*Problem statement*.
Every record below should be repeated word for word, with the pictures left out.

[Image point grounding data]
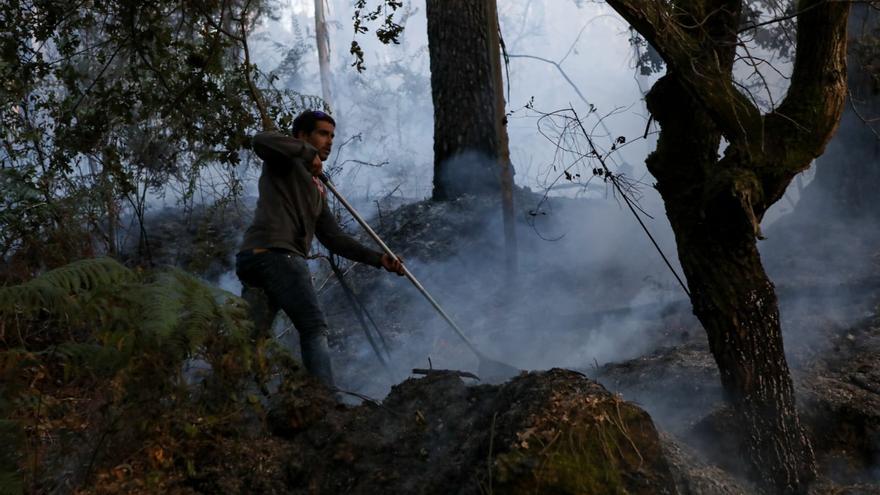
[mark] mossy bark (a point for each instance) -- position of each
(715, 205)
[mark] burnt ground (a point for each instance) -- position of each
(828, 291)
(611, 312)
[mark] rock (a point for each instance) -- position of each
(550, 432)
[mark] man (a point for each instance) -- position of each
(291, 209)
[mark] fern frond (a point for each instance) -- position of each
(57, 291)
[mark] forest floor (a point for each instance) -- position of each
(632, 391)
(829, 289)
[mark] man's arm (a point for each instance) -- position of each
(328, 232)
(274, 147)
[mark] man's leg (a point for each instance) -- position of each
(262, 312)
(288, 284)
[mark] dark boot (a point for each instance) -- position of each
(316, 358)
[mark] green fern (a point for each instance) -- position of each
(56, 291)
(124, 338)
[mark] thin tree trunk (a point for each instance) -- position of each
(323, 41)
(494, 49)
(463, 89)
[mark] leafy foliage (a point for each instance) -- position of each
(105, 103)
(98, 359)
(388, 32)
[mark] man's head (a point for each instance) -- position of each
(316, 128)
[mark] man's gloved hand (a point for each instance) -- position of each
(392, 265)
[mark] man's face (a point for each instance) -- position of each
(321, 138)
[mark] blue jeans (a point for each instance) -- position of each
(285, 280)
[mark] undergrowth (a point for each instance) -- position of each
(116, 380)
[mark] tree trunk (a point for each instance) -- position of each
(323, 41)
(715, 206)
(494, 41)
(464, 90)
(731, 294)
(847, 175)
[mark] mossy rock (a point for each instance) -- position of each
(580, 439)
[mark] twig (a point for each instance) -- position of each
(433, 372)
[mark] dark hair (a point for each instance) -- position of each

*Completed task*.
[mark] mossy bark (a point for each instance) -- position of each
(715, 205)
[mark] burnt ground (a point for each instance) -- position of each
(828, 291)
(611, 312)
[mark] rock (a point for each instance) -- position of each
(550, 432)
[mark] man (a point for each instance) -- position of each
(291, 209)
[mark] fern frond (a point for each instance) -- position of each
(57, 291)
[mark] forest floor (a point for each instance) -- position of each
(632, 391)
(829, 289)
[mark] man's arm (a point for each instance) -- position of each
(328, 232)
(274, 147)
[mark] man's leg (a point for each instance) -- position of each
(262, 312)
(288, 284)
[mark] dark boot (a point for each instance) -- position of each
(316, 358)
[mark] green fern (a point for each instance) -- position of each
(56, 291)
(124, 338)
[mark] thin tree trunk (a point for each instance) -- position of each
(323, 41)
(494, 49)
(463, 89)
[mark] leafy foliage (a point for each instance) -- position of each
(105, 103)
(98, 359)
(388, 32)
[mark] man's head (a point for each instance) -- position of each
(316, 128)
[mark] man's gloved hand (a point for each instance) -- position of each
(392, 265)
[mark] man's face (a point for each instance) -- position of each
(321, 138)
[mark] blue jeans (a point for each instance) -- position of each
(285, 280)
[mark] undergrowth (a point for each instance) -- position of each
(116, 380)
[mark] tree trunk (a point for each instance) -- position of each
(323, 41)
(715, 206)
(494, 41)
(464, 90)
(731, 294)
(847, 175)
[mark] mossy rock (a point for each instance) -- position of each
(580, 439)
[mark] twig (a point for each instance) -- position of each
(433, 372)
[mark] dark hair (a point for each instance) -- position of each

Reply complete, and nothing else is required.